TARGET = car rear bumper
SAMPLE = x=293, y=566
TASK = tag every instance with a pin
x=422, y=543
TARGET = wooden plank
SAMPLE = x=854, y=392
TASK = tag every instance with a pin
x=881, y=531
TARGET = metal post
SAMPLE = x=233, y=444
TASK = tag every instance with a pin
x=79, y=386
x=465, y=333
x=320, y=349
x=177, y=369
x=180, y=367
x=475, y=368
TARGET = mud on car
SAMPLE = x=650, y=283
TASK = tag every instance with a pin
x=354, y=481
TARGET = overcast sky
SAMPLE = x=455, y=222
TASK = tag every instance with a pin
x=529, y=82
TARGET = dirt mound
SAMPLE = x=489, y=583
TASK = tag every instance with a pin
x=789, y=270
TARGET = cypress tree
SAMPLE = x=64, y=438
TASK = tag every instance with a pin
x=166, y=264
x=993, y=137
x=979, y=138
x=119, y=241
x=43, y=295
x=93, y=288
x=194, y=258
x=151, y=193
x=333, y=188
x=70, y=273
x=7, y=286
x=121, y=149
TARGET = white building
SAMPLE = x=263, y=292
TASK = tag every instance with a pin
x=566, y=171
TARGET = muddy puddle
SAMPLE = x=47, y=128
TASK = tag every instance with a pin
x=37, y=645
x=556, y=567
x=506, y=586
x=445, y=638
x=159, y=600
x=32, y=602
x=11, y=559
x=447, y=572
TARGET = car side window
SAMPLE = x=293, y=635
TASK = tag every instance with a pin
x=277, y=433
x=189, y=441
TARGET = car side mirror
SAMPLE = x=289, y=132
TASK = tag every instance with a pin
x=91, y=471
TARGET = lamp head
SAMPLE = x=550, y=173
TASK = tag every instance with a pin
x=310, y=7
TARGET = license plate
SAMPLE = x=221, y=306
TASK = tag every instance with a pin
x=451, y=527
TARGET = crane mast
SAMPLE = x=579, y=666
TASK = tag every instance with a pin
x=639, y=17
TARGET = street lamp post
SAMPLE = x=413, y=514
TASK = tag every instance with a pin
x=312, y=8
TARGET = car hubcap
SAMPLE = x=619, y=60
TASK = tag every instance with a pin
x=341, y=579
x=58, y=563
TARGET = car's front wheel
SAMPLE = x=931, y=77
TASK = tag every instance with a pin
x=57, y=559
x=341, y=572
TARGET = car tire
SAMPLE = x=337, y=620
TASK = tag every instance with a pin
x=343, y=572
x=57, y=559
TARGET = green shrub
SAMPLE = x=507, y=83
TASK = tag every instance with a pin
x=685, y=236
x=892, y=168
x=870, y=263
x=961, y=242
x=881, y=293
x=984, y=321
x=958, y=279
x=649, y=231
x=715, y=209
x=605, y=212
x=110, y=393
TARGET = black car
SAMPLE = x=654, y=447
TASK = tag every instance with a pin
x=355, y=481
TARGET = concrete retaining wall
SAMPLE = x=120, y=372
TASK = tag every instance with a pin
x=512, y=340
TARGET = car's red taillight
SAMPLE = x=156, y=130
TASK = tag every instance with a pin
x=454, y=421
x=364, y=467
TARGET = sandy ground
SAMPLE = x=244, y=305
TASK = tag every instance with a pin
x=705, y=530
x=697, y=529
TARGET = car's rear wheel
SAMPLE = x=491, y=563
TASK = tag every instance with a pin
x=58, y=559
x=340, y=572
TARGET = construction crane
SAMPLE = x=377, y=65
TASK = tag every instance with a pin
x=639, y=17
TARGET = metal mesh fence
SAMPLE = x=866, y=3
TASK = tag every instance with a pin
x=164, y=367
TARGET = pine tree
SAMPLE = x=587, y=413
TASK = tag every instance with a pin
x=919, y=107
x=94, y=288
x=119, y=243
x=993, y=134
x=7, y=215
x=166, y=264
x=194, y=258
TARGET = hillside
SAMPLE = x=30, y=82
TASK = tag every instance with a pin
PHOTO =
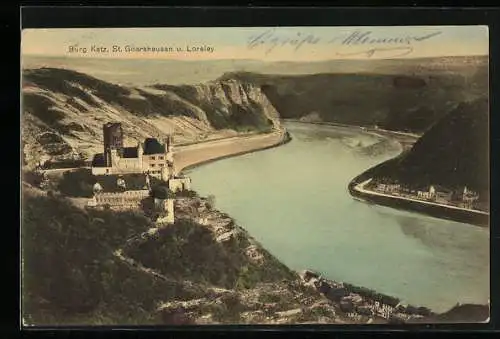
x=88, y=267
x=406, y=96
x=64, y=110
x=454, y=152
x=180, y=72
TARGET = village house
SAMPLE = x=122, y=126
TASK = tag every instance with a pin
x=388, y=188
x=427, y=195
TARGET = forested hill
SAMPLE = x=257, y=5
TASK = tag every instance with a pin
x=454, y=152
x=408, y=97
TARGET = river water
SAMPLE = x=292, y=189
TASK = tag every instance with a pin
x=293, y=199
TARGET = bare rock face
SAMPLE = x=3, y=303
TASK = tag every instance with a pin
x=64, y=110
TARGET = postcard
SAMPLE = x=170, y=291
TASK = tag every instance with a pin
x=255, y=175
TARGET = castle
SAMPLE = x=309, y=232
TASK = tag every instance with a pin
x=123, y=173
x=150, y=157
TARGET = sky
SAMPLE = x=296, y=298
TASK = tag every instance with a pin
x=260, y=43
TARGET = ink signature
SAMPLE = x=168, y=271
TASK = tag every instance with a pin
x=405, y=50
x=271, y=39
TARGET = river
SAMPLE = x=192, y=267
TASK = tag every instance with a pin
x=293, y=199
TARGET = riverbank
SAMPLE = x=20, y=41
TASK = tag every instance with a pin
x=190, y=156
x=356, y=189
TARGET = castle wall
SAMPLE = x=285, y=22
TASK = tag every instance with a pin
x=179, y=184
x=102, y=170
x=119, y=199
x=166, y=209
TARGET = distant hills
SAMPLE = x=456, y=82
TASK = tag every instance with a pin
x=453, y=152
x=140, y=72
x=404, y=95
x=64, y=110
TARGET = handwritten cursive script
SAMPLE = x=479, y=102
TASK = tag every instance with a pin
x=401, y=45
x=403, y=50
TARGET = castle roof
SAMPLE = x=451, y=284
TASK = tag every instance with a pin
x=98, y=160
x=153, y=146
x=133, y=182
x=130, y=152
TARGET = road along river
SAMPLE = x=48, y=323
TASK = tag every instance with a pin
x=294, y=200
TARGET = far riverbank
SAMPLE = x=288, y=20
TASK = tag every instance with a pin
x=187, y=157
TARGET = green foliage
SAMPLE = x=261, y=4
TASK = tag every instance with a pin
x=77, y=183
x=69, y=273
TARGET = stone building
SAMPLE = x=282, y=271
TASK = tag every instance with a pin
x=123, y=191
x=149, y=156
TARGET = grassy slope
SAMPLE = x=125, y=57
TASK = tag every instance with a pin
x=408, y=97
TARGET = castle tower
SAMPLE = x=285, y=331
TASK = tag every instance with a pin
x=113, y=140
x=169, y=153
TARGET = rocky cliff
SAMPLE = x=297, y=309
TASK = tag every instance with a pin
x=408, y=97
x=63, y=112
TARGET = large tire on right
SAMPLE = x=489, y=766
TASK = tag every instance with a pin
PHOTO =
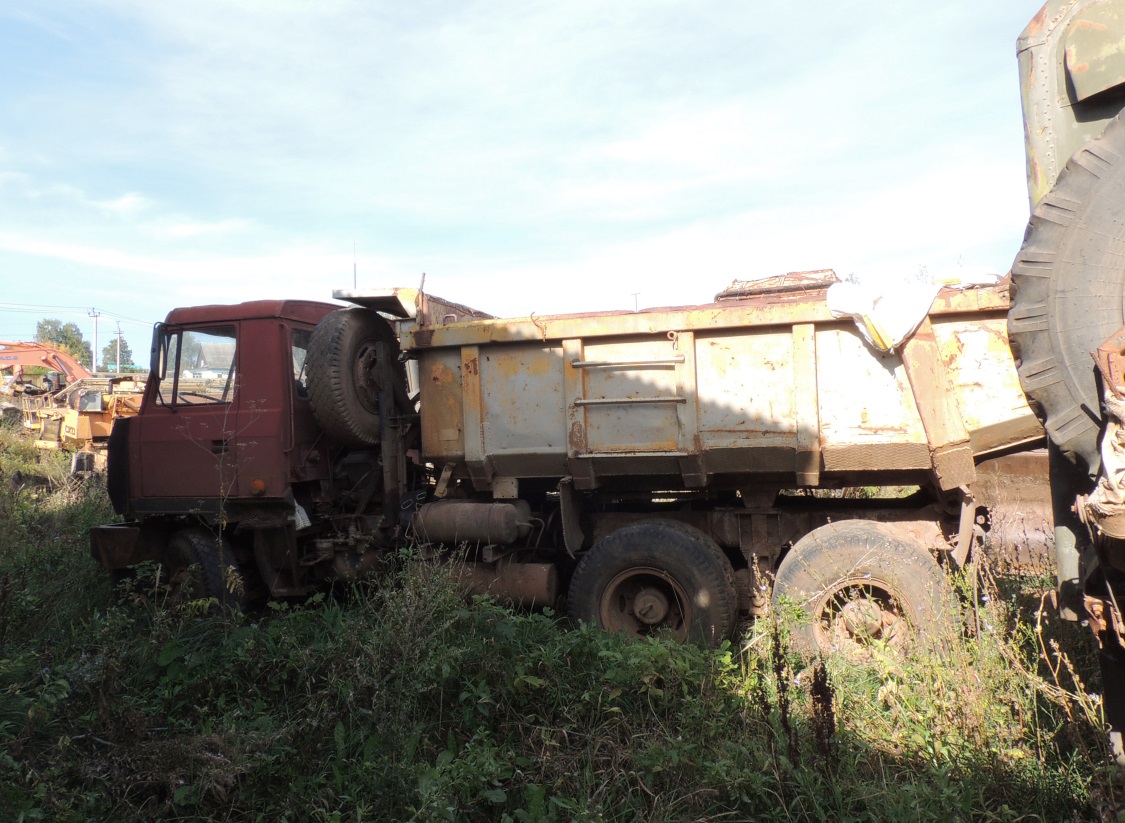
x=1068, y=285
x=343, y=374
x=860, y=584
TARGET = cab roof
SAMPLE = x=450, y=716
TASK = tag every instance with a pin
x=303, y=310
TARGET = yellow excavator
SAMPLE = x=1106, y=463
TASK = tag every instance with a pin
x=63, y=403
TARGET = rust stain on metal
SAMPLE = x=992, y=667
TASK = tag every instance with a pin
x=577, y=439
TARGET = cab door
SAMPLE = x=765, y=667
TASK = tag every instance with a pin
x=185, y=440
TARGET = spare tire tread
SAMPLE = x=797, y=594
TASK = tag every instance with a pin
x=1068, y=283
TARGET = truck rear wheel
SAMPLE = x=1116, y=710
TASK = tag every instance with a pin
x=343, y=374
x=201, y=566
x=656, y=576
x=862, y=584
x=1068, y=283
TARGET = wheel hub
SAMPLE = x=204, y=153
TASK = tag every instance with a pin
x=650, y=606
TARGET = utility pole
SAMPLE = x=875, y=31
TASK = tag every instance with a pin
x=117, y=365
x=95, y=314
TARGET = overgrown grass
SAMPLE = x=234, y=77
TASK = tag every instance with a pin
x=404, y=703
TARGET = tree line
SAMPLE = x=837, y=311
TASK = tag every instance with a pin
x=68, y=337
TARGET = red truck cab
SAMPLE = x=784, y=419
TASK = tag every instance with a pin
x=225, y=433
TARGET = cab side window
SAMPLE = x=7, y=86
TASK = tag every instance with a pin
x=299, y=340
x=198, y=365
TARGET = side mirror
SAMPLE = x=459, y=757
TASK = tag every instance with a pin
x=156, y=359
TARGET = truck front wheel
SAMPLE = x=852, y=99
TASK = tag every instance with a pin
x=201, y=566
x=858, y=582
x=656, y=576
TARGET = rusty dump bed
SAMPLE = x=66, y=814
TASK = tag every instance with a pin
x=767, y=387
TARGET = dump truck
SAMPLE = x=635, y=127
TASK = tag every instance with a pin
x=1068, y=291
x=666, y=470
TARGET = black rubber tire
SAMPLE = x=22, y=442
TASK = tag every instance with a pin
x=1068, y=283
x=204, y=567
x=343, y=386
x=860, y=581
x=671, y=564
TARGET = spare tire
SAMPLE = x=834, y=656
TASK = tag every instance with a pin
x=1068, y=283
x=344, y=373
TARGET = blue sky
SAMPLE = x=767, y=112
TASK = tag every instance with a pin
x=528, y=156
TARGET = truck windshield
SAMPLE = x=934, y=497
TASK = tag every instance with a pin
x=199, y=365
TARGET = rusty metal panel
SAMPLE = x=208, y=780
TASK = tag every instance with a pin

* [WHAT YOU NEED TO DO] Can you repeat, word for word, every line above from the one containing "SAMPLE = x=282, y=271" down to the one containing "SAMPLE = x=285, y=331", including both?

* [ANSWER SECTION]
SAMPLE = x=282, y=271
TASK = tag every instance with a pin
x=123, y=191
x=149, y=156
TARGET = grassy slope
SAMPLE = x=125, y=57
TASK = tag every instance with a pin
x=408, y=97
TARGET = castle tower
SAMPLE = x=285, y=331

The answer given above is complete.